## Goal of the exercise
Retype the lines of the records below word for word, starting at the line that contains "Would you mind marking the blurred crowd" and ending at the last line of the records.

╭──

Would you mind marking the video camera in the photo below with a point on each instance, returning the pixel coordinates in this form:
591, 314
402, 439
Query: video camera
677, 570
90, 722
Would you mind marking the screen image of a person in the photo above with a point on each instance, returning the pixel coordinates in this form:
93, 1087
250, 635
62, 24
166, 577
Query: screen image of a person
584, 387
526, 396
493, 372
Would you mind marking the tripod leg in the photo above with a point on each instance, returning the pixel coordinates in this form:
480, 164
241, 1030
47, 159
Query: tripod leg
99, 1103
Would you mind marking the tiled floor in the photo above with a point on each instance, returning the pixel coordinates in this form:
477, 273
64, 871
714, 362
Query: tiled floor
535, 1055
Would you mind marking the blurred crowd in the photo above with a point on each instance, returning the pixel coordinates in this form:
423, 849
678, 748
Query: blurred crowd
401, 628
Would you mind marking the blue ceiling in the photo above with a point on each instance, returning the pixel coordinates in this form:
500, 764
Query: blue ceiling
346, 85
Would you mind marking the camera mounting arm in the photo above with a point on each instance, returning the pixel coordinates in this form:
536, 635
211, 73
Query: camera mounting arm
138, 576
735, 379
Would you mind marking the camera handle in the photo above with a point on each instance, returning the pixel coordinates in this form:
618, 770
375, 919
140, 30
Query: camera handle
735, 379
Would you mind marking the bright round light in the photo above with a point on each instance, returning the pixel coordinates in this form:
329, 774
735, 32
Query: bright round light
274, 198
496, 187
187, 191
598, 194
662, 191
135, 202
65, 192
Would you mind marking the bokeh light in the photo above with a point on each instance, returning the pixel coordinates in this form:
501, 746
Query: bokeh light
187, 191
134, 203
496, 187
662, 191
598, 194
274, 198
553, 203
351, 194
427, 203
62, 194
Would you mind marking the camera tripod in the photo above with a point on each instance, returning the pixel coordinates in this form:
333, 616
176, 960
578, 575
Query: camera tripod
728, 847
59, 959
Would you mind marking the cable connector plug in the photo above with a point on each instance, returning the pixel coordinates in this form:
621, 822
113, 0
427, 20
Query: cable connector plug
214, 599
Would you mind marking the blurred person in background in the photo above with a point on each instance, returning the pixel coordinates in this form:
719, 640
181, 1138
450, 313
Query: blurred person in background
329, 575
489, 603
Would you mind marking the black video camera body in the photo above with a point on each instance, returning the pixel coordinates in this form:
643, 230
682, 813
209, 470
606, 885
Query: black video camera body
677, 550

╰──

## The result
Would you mind marking the blurred crowd in the photo above with a point on each instance, returning the pixel coordinates in this form:
423, 849
678, 748
Query: blurred crowd
401, 628
Would you mind marking the blue ceiling in the photo above with a point on each instance, returning the pixel coordinates in this form:
500, 764
Query: blue ceiling
346, 85
Would you mind marking the camera mounting arm in the photo above with a point on each instance, returning the pixel coordinates in this form:
536, 635
211, 73
Query: camera mounting arm
138, 576
735, 379
Would you mind marking the camera handle in the photo above with a point on each instance, returning the pixel coordinates in this form:
618, 770
375, 919
140, 30
Query: camera handle
735, 379
Would you mind marking the bright round light in the photo above with a point on each instance, returning the pixel coordinates in this form:
329, 774
735, 32
Query: bright round light
274, 198
496, 187
187, 191
598, 194
662, 191
135, 202
65, 192
Would you mind marking the bokeh light in the photo above with a point on each instance, returning the pixel coordinates in this form:
501, 746
Query: bokeh light
187, 191
134, 203
496, 187
662, 191
598, 194
274, 198
553, 203
351, 194
427, 203
62, 194
Would you mind marking the camera tripod in the photo above with a point on each instance, returning the pixel coordinates in this form:
333, 616
176, 960
578, 575
Query: camera tripod
728, 847
59, 959
Would you mind marking the cable connector plug in the photo above with a point on each instance, returning the pixel coordinates in this form:
621, 822
113, 0
427, 20
Query: cable connector plug
214, 599
Would you mind marking the blurred person in background in the photo above with a point on each instance, returning the pixel coordinates in this form:
719, 640
181, 1138
450, 313
Query: blurred person in background
329, 575
489, 603
Would you mind marking the black video camera body in the photo above with a point on each instance, returning the pixel coordinates in this form:
643, 230
682, 813
209, 470
606, 885
Query: black video camera body
677, 550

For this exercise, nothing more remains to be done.